[Start of section]
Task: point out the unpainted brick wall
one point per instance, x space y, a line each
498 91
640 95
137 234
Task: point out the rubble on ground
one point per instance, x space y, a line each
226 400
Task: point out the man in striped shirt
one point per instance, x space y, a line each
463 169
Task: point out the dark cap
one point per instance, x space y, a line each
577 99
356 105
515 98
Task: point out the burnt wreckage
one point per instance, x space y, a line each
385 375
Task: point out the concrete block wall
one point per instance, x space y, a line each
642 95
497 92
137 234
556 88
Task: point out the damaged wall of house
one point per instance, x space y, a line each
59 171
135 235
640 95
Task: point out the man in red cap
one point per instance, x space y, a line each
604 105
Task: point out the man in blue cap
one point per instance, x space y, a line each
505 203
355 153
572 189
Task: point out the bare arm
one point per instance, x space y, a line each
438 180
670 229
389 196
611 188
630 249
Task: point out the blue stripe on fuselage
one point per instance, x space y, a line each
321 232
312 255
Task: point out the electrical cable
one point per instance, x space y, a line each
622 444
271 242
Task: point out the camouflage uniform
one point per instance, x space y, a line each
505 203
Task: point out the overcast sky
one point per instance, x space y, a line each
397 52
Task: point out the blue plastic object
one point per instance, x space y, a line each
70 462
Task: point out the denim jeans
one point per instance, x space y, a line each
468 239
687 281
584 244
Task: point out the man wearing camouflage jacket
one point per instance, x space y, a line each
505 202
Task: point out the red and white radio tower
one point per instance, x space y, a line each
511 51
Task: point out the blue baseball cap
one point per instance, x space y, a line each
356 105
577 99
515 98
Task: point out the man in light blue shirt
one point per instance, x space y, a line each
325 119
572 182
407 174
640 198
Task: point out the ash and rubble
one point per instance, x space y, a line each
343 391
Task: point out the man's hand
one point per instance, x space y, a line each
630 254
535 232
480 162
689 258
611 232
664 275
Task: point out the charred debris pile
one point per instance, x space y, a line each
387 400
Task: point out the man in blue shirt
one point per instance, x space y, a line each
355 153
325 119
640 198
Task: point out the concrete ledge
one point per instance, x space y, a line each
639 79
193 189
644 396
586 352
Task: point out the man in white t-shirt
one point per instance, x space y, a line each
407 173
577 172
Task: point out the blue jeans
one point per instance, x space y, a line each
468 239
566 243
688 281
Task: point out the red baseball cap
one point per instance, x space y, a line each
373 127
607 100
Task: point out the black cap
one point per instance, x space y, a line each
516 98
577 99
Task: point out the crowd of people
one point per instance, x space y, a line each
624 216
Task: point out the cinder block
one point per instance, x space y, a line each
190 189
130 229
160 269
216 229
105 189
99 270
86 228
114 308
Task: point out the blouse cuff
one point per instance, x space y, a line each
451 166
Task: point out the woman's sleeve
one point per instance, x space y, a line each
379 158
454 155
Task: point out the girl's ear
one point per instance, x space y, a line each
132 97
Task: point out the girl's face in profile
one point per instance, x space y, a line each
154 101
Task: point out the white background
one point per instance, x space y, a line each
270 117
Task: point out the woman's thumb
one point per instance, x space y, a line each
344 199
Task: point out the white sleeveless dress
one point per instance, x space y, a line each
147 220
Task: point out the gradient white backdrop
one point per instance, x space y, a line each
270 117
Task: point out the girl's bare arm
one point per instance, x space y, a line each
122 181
[End of section]
== What to do ==
Transcribe the lines above precisely, keeping each one unchanged.

== Result of this task ==
Task: point out the unpainted brick wall
one point per instance, x space y, a line each
498 91
640 95
137 234
Task: point out the rubble on ground
one point per instance, x space y, a line each
226 400
Task: point out the man in striped shirt
one point per instance, x space y, a line each
463 169
Task: point out the dark cap
one point per instance, x space y, a line each
577 99
356 105
515 98
Task: point out the burnt wreckage
one point per instance, x space y, a line each
385 375
Task: point out the concrete block wall
one point per instance, x space y, a line each
642 95
497 92
137 234
556 88
Task: point out the damaged wall of house
one point per instance, x space y, a line each
59 171
135 235
640 95
Task: point out the man in red cap
one point per instance, x space y, a line each
604 105
Task: point out the man in blue cap
one point per instance, x space y, a line each
505 203
355 153
572 189
Task: point out the bare arm
one point per instance, x space y, a line each
438 180
670 229
389 196
611 188
630 249
Task: point out the blue stripe on fuselage
one point per instance, x space y, a line each
321 232
312 255
Task: point out the electrical cable
one point per instance, x space y, a line each
622 444
271 242
Task: point out the camouflage uniform
one point per instance, x space y, a line each
505 203
Task: point out the overcast sky
one point per instance, x space y, a line each
397 52
Task: point out the blue plastic object
one point per instance, x space y, a line each
70 462
Task: point out the denim jeans
one point per instance, x space y, a line each
468 239
687 281
584 244
Task: point out the man wearing camouflage jacket
one point per instance, x space y, a line each
505 202
Task: point out the red and white radio tower
one point per instance, x space y, a line each
511 51
Task: point out the blue baseball cap
one point per instance, x space y, a line each
356 105
577 99
515 98
Task: point out the man in light blue shirt
one point per instance, x space y, a line each
325 119
572 182
407 174
640 198
Task: point out the ash and rubble
one point per instance, x space y, a line each
343 391
Task: point out the man's hand
one point per instance, x space y, a line each
630 254
535 232
480 162
689 258
611 232
664 275
Task: point out the charred debris pile
one point per instance, x space y, a line each
387 400
Task: point out the man in blue shirt
one point per instance, x space y, a line each
355 153
325 119
640 198
Task: point out the concrete ledge
one point per instance, x space y, a line each
639 79
193 189
644 396
586 352
Task: point out the man in white t-shirt
one point per instance, x space y, a line each
407 173
577 172
Task: point out the blue jeans
one point per instance, x space y, a line each
468 239
566 243
688 281
Task: point out the red baseball cap
one point per instance, x space y, a line each
373 127
607 100
Task: point out the black cap
one point per instance, x space y, a line each
516 98
577 99
Task: point out the crowd of people
one point per instance, x space y, a line each
624 216
Task: point out the cinder block
one point per instance, x space y, a line each
190 189
130 229
160 269
216 229
105 189
99 270
86 228
114 308
Task: point out the blouse cuff
one point per instance, x space y, a line each
451 166
Task: point out the woman's sleeve
one point per instance, x space y, a line each
379 158
454 155
Task: point out the girl's ear
one point per instance, x space y, a line each
132 97
Task: point out the girl's face in profile
one point per instance, x space y, a line each
154 101
Task: point out the white background
one point per instance, x space y, a line each
270 117
Task: point out the woman's thumb
one point per instance, x space y, a line each
344 199
Task: point out the white sleeveless dress
one point per instance, x space y, a line each
147 220
Task: point out the gradient white backdrop
one point per instance, x space y, a line each
270 117
Task: point out the girl's bare arm
one point per instance, x space y, a line each
122 181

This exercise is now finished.